• **Source excerpt**
Book review: The Reputation Society. Part II

This is the second part of my book review of The Reputation Society. See the first part for an overview of the structure of the review.

Central concepts of The Reputation Society

Aggregation of reputational information. Since the book is entirely untechnical, and since aggregation rules by their nature are mathematical formulae, there isn’t much on aggregation rules (i.e., on how we are to aggregate individuals’ ranking of, e.g., a person or a product, into one overall rating) in the book. The choice of aggregation rules is, however, obviously very important to optimize the different functions of reputation systems.

One problem that is discussed, though, is whether the aggregation rules should be transparent or not (e.g., in chs. 1 and 3). Concealing them makes it harder for participants to game the system, but on the other hand it makes it easier for the system providers to game the system (for instance, Google has famously been accused of manipulating search results for money). Hence concealment of the aggregation rules can damage the credibility of the site. (See also Display of reputational information.)

Altruism vs self-interest as incentives in rating systems. An important question for any rating system is whether it should appeal to people’s altruism (their community spirit) or to their self-interest. Craig Newmark (foreword) seems to take the former route, arguing that “people are normally trustworthy”, whereas the authors of ch. 11 argue that scientists need to be given incentives that appeal to their self-interest to take part in their reputation system.

It could be argued that the success of Wikipedia shows that appealing to people’s self-interest is not necessary to get them to contribute. On the other hand, it could also be argued that the notion that Wikipedia has been successful is due to a lack of imagination concerning the potential of sites with user-generated content. Perhaps Wikipedia would have been still more successful if they had given contributors stronger incentives.

Anonymity in online systems. Dellarocas (ch. 1) emphasizes that letting social network users remain anonymous while failing to guard against the creation of multiple identities facilitates gaming greatly. On the other hand, prohibitions against remaining anonymous might raise privacy concerns.

Display of reputational information. Dellarocas (ch. 1, Location 439, p. 7) discusses a number of ways of displaying reputational information:

Simple statistics (number of transactions, etc.
Star ratings (e.g. Amazon reviews)
Numerical scores (e.g., eBay’s reputation score)
Numbered tiers (e.g., World of Warcraft player levels)
Achievement badges (e.g., Yelp elite reviewer)
Leaderboards (lists where users are ranked relative to other users; e.g. list of Amazon top reviewers.

• **Required work**
1. Rewrite the part of the book review that opens with the words containing "Anonymity in online" and closes with "Amazon top reviewers.", changing every "reputational information" to "reputation data".
2. Go on with the review of The Reputation Society from the point where it stops.
The material comes from a separate source.

• **Supplied material**

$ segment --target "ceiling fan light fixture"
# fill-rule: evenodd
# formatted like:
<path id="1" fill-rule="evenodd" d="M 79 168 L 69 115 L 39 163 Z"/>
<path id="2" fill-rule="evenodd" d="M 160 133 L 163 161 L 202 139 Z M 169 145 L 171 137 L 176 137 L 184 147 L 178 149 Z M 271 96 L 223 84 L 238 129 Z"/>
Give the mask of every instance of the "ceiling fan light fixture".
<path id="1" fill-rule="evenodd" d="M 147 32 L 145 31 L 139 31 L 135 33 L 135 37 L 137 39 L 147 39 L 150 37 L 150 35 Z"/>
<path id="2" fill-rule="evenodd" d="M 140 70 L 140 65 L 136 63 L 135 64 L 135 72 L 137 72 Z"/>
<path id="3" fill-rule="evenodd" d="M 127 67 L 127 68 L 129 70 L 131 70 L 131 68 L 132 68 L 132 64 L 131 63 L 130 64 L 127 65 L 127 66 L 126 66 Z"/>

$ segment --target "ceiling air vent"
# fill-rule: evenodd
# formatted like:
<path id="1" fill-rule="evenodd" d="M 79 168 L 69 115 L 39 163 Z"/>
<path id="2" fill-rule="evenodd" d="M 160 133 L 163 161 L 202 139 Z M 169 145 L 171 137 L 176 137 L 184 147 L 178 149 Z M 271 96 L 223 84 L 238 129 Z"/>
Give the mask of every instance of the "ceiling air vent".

• **Results for each task**
1.
Anonymity in online systems. Dellarocas (ch. 1) emphasizes that letting social network users remain anonymous while failing to guard against the creation of multiple identities facilitates gaming greatly. On the other hand, prohibitions against remaining anonymous might raise privacy concerns.

Display of reputation data. Dellarocas (ch. 1, Location 439, p. 7) discusses a number of ways of displaying reputation data:

Simple statistics (number of transactions, etc.
Star ratings (e.g. Amazon reviews)
Numerical scores (e.g., eBay’s reputation score)
Numbered tiers (e.g., World of Warcraft player levels)
Achievement badges (e.g., Yelp elite reviewer)
Leaderboards (lists where users are ranked relative to other users; e.g. list of Amazon top reviewers.

2.
See gaming for a brief discussion of the advantages and disadvantages of comparative (e.g., 6) and non-comparative systems (e.g., 5).

Expert vs peer rating systems. Most pre-Internet rating systems were ran by experts (e.g., movie guides, restaurant guides, etc.) Internet has created huge opportunities for rating systems where large number of non-expert ratings and votes are aggregated into an overall rating. Proponents of the Wisdom of the crowd argue that even though many non-experts are not very reliable, the noise tends to even out as the number of rater grows, and we are left with an aggregated judgment which can beat that of experienced experts.

However, the Internet also offers new ways of identifying experts (emphasized, e.g., in ch. 8). People whose written recommendations are popular, or whose ratings are reliable as measured against some objective standard (if such a standard can be constructed – that obviously depends on context) can be given a special status. For instance, their recommendations can become more visible, and their ratings more heavily weighted. It could be argued that such systems are more meritocratic ways of identifying the experts than the ones that dominate society today (see, e.g., ch. 8).

Explicit vs implicit reputation systems. In the former, your reputation is a function of other users’ votes, whereas in the latter, your reputation is derived from other forms of behavior (e.g., the number of readers of your posts, your number of successful transactions, etc.). This is a distinction made by several authors, but unfortunately they use different terms for it, something which is never acknowledged. Here the editors should have done a better job.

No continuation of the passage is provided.